**Instruction**
From the line containing "[locate] dry brown" through the end of the entries, inclusive, rewrite the lines with "dry brown leaves" changed to "fallen leaves". Leave everything else unchanged.
--- START OF Given data ---
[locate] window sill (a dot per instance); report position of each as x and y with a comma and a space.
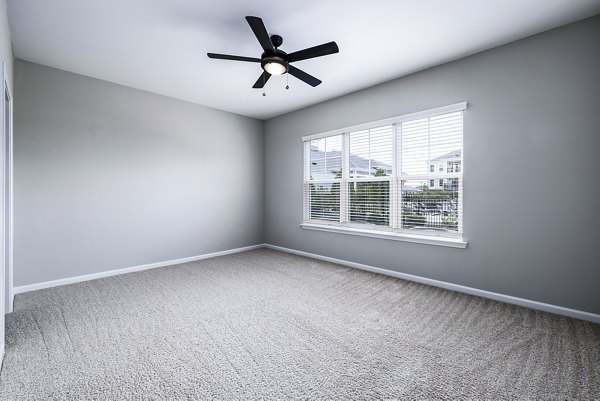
419, 239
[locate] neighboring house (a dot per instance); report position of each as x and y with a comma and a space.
447, 163
327, 165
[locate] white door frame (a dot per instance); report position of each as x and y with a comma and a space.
8, 197
2, 215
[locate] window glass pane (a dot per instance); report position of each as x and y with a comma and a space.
430, 209
323, 201
446, 141
371, 152
326, 158
369, 202
414, 143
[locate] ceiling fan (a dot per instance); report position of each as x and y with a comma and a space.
277, 62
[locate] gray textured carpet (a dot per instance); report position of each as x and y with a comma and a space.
264, 324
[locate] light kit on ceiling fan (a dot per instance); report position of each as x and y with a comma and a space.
277, 62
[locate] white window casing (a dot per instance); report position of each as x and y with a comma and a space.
373, 179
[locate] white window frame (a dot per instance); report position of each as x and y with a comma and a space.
385, 232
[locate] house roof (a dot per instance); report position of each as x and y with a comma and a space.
450, 155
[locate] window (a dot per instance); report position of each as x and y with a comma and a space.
379, 178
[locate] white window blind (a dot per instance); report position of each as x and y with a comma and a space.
400, 175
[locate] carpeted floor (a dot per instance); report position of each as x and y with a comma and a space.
269, 325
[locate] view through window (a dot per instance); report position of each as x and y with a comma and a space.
400, 175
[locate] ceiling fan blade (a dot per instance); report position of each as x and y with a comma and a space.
261, 33
301, 75
311, 52
234, 58
262, 80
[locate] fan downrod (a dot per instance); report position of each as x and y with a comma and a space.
276, 40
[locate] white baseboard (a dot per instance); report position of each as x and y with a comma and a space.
77, 279
559, 310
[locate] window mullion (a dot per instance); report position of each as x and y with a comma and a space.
394, 182
306, 189
344, 179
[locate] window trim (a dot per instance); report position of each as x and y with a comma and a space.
389, 121
456, 241
451, 242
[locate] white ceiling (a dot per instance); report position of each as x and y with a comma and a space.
160, 45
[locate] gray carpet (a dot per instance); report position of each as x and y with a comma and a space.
268, 325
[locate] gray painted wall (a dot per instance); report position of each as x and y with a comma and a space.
108, 177
532, 162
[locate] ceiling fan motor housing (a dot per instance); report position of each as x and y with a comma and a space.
278, 57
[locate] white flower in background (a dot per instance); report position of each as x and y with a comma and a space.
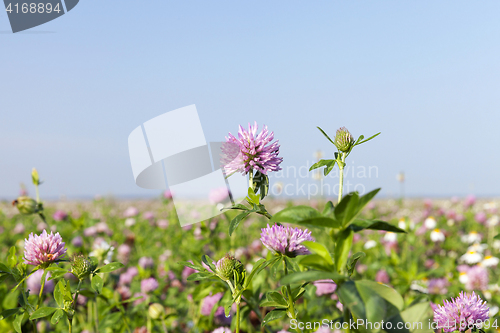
463, 278
490, 206
494, 288
472, 237
129, 222
490, 261
390, 237
472, 257
430, 222
402, 224
437, 236
493, 221
477, 248
493, 311
369, 244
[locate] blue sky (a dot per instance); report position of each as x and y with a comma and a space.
426, 74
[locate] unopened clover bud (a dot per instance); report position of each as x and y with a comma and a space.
26, 205
343, 140
81, 266
156, 311
225, 267
35, 177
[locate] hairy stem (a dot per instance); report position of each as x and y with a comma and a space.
238, 317
250, 179
41, 291
290, 296
341, 177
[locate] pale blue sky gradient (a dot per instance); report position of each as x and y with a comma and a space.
424, 73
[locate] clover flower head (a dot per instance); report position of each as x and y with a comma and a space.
460, 313
148, 285
251, 151
226, 266
44, 248
343, 140
285, 240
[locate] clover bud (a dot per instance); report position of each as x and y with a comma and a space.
26, 205
82, 266
225, 267
343, 140
34, 177
156, 311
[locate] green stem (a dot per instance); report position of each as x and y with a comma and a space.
163, 325
238, 317
341, 180
347, 318
290, 296
77, 292
149, 325
41, 291
96, 315
37, 194
250, 179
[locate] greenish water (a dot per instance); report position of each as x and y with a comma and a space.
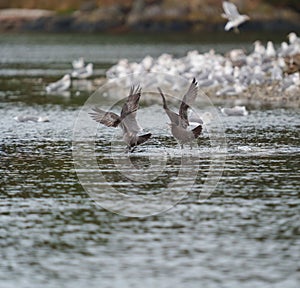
53, 233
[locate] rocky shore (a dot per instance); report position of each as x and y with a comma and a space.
156, 16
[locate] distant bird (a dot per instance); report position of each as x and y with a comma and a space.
179, 122
60, 85
234, 17
31, 118
127, 120
84, 72
78, 63
235, 111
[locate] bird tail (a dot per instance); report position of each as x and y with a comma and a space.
164, 99
142, 139
197, 131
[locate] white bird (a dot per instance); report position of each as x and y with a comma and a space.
78, 63
235, 111
31, 118
59, 86
234, 17
84, 72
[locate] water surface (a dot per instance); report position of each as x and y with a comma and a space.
53, 234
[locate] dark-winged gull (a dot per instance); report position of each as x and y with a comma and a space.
233, 16
179, 122
127, 120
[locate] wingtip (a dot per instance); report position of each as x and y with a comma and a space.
194, 81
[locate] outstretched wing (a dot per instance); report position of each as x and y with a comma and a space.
230, 10
174, 117
188, 100
128, 113
108, 119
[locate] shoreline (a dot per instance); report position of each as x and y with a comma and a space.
114, 19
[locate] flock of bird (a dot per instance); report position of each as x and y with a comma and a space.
229, 74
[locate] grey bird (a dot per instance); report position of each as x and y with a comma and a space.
233, 16
179, 122
127, 120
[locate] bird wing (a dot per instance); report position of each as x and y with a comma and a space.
230, 10
108, 119
188, 100
129, 109
174, 117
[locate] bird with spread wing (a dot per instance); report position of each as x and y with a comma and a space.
179, 122
127, 120
233, 16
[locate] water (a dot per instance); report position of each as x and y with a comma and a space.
53, 234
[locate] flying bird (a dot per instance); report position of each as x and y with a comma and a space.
83, 72
60, 85
179, 122
233, 16
127, 120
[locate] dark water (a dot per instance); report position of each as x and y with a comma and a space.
53, 233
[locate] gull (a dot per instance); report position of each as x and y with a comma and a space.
234, 17
31, 118
195, 119
127, 120
235, 111
60, 85
179, 122
83, 72
78, 63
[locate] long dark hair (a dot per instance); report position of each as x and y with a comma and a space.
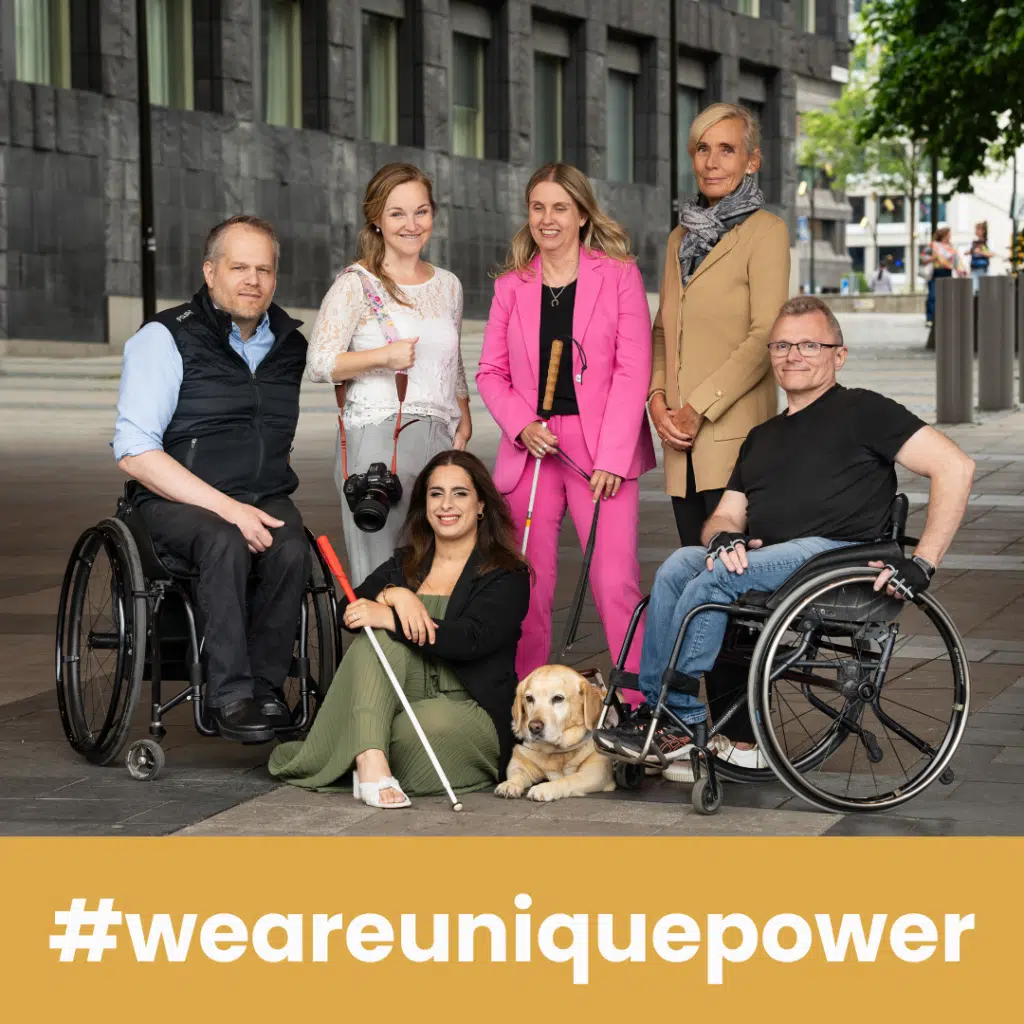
496, 534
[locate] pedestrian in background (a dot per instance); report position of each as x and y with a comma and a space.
944, 261
569, 275
882, 281
391, 312
979, 254
726, 274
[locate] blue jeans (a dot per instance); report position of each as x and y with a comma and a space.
681, 584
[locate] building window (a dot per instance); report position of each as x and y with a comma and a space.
467, 95
897, 254
168, 33
42, 46
807, 15
687, 108
892, 210
380, 78
548, 104
621, 117
283, 62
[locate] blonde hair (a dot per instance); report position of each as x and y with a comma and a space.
711, 116
600, 233
370, 249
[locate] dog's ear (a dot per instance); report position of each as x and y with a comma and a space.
593, 700
519, 711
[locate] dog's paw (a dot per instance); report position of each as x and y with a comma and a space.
509, 791
544, 793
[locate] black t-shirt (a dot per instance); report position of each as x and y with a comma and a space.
825, 471
556, 322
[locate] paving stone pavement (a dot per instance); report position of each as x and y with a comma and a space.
55, 420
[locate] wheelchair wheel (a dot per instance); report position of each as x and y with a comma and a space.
320, 643
100, 641
838, 662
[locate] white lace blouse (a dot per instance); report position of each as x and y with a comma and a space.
436, 380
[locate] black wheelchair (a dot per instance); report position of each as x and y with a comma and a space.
127, 615
858, 700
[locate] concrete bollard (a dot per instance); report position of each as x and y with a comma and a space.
995, 343
954, 349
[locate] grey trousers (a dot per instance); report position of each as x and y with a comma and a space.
418, 443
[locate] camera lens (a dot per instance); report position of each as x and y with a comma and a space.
371, 511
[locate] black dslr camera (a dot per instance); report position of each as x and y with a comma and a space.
371, 496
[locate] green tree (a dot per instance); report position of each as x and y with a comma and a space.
888, 164
951, 74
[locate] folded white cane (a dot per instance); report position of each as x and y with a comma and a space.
549, 400
332, 559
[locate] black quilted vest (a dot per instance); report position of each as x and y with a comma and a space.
233, 428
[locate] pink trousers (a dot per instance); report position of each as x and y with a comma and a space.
614, 571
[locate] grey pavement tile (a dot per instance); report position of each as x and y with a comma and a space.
871, 824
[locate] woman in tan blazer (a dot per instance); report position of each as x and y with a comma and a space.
726, 274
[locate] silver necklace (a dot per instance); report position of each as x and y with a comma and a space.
555, 296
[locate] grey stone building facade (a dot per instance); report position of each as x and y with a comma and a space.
69, 150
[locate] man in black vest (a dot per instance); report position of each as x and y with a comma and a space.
207, 412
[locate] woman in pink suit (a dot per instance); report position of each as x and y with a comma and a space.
570, 275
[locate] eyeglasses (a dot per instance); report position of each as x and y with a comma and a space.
804, 347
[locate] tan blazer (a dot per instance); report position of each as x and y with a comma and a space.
711, 343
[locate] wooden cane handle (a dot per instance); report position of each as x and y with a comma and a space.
549, 389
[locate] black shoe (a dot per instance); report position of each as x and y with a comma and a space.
242, 721
628, 736
275, 712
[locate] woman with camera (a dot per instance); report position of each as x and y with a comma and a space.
387, 336
449, 607
570, 278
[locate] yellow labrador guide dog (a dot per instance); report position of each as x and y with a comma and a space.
554, 714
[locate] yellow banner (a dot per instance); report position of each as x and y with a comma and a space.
508, 929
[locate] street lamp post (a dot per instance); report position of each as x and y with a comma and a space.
145, 168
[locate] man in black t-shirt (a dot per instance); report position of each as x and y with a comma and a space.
817, 476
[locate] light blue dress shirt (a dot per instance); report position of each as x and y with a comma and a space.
151, 378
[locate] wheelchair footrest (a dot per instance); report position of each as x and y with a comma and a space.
677, 680
620, 678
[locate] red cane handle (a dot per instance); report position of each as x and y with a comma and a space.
331, 557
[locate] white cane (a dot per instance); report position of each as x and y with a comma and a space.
332, 559
549, 400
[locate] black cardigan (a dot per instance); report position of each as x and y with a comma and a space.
477, 637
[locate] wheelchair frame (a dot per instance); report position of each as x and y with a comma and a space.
771, 613
141, 585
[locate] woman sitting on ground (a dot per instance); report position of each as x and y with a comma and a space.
448, 608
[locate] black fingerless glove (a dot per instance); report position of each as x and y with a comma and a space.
910, 577
724, 541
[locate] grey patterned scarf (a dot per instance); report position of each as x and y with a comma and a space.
706, 224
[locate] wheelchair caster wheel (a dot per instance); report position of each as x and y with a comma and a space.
628, 776
145, 760
701, 799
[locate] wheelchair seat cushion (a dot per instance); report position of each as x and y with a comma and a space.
852, 556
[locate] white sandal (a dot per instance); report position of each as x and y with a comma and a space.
370, 793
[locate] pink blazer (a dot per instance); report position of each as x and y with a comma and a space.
611, 322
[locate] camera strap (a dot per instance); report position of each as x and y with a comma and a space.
390, 333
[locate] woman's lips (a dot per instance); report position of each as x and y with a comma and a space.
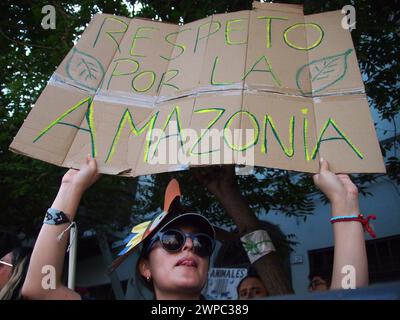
187, 262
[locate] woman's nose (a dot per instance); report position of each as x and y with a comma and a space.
188, 244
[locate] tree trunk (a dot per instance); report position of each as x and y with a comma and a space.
269, 267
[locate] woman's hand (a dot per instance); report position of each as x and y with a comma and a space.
82, 179
340, 190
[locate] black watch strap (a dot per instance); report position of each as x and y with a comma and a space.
55, 217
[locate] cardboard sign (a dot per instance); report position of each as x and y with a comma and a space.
223, 282
268, 87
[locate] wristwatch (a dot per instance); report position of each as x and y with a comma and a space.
55, 217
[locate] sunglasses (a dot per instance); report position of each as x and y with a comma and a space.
173, 240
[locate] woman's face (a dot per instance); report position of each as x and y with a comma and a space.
5, 270
181, 272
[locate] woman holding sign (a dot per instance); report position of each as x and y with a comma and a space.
177, 245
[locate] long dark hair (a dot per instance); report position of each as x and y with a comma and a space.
20, 262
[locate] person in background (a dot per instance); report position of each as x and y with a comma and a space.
13, 269
318, 283
251, 287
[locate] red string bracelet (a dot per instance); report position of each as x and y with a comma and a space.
359, 218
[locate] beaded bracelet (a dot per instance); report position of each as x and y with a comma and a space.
359, 218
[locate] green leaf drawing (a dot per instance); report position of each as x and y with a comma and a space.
322, 73
84, 69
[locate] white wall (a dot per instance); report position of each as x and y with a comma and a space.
317, 233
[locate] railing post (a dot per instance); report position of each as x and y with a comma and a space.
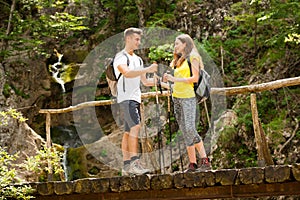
48, 143
264, 155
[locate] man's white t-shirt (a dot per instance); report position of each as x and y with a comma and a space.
132, 90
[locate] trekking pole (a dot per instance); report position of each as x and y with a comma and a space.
169, 122
178, 141
206, 111
160, 146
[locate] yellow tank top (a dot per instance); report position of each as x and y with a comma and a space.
180, 89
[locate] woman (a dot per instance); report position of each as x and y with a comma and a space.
184, 98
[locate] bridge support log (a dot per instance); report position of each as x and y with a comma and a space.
264, 155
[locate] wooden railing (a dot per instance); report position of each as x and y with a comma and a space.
264, 156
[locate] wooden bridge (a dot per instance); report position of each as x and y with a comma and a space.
265, 180
226, 183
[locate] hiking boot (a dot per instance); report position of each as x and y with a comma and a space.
125, 170
137, 169
192, 168
204, 165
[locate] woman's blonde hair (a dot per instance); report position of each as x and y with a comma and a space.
189, 50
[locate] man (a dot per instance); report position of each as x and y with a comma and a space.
129, 97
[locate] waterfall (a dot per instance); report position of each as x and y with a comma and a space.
64, 162
55, 69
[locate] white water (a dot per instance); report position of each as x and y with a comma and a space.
56, 72
64, 162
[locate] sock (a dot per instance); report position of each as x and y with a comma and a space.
126, 162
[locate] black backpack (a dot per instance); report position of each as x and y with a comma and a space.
202, 87
112, 79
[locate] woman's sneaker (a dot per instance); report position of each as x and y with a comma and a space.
191, 168
125, 170
137, 169
204, 165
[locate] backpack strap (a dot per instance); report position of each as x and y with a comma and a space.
121, 73
190, 65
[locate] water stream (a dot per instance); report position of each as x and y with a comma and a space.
56, 69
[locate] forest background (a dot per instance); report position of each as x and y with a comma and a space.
250, 41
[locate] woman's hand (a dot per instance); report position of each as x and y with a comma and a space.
168, 77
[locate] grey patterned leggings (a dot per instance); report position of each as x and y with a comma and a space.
185, 113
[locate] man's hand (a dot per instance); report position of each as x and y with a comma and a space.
152, 68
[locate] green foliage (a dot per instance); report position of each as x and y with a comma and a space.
8, 178
47, 161
31, 30
10, 113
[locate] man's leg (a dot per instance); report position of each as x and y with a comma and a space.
126, 154
125, 147
133, 141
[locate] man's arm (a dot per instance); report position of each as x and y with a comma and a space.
151, 81
134, 73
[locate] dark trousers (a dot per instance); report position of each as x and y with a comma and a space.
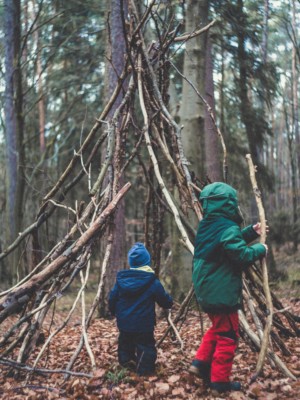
137, 349
219, 344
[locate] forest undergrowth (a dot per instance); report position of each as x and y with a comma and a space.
172, 380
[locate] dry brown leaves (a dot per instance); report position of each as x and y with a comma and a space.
172, 381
--- END OF Given data ---
**Written answer**
[locate] fallen leaves (a dot per instance); report position of each as x and y with a comma and a space.
172, 381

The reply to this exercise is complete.